- **Problem 1**
List every person named in the article about Jenny Saville that follows.

- **Text segment**
——

Filed under: painting
On 5 October 2018, Jenny Saville made history when her work, Propped, sold at Sotheby’s for £9.5m ($12.4m). However following the furore of Banksy’s self-destructing painting, media outlets around the world glossed over Saville’s monumental achievement quickly.
To bring attention back to Saville, we decided to pull together a selection of ten of her greatest works. Known for her unflinching and honest depictions of the female body, Saville’s works first caught the eye of art collector and gallerist Charles Saatchi. Saatchi bought most of the works Saville produced as an art student, and included her works in the 1997 exhibition, Sensation: Young British Artists from the Saatchi Gallery






“I never questioned my ambition. I never thought: I’m a girl, I can’t do this. It was only when I got to art school that I realised that the great artists of the past were not women. I had a sort of epiphany in the library: where are all the women? Only then, as the truth dawned, did I start to feel pissed off.”

——

- **Data to use**
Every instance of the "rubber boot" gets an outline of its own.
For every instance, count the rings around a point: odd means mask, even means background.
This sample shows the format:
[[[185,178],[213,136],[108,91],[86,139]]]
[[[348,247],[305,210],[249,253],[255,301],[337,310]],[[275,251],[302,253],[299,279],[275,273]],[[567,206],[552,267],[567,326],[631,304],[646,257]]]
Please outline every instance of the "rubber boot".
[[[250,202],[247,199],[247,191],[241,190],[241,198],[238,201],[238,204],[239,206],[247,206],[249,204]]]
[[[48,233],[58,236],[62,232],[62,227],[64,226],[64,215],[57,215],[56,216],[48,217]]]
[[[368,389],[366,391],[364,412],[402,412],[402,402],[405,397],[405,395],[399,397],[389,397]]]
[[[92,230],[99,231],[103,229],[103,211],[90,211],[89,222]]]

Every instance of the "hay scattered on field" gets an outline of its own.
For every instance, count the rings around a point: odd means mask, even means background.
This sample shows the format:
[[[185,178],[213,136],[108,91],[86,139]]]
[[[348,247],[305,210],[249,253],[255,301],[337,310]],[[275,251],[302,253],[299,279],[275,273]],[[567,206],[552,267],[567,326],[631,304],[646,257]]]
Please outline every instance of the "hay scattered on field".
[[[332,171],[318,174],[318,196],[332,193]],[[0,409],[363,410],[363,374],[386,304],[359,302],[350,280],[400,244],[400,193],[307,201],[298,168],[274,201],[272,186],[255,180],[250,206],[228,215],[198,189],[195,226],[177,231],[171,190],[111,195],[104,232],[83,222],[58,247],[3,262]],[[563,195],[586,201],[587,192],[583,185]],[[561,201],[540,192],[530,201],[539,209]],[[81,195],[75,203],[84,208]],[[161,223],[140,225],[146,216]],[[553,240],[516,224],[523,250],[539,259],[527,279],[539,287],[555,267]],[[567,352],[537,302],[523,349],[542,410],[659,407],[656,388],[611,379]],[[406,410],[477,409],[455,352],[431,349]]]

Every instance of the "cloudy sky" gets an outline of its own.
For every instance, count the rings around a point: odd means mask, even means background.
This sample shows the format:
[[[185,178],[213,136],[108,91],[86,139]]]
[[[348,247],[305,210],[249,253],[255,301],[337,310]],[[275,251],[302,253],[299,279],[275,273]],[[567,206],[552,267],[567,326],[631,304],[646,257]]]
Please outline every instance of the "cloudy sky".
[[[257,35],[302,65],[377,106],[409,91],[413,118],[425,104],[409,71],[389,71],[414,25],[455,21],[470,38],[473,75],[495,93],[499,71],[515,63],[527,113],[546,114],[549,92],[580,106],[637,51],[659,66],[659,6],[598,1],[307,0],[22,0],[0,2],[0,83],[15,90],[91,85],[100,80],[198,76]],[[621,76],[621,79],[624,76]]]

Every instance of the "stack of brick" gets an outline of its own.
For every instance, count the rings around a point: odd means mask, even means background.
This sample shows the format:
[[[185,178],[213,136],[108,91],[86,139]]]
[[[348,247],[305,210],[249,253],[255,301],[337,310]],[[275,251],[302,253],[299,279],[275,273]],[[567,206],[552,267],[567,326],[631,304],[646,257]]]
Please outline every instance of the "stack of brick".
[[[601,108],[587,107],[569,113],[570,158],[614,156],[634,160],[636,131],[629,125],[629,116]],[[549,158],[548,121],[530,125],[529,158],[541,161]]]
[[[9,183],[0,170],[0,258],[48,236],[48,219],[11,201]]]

——

- **Problem 2**
How many lines of the records above contain the string "boot"? Case counts. Reply with the number only.

- **Full output 1**
Jenny Saville, Banksy, Charles Saatchi

- **Full output 2**
2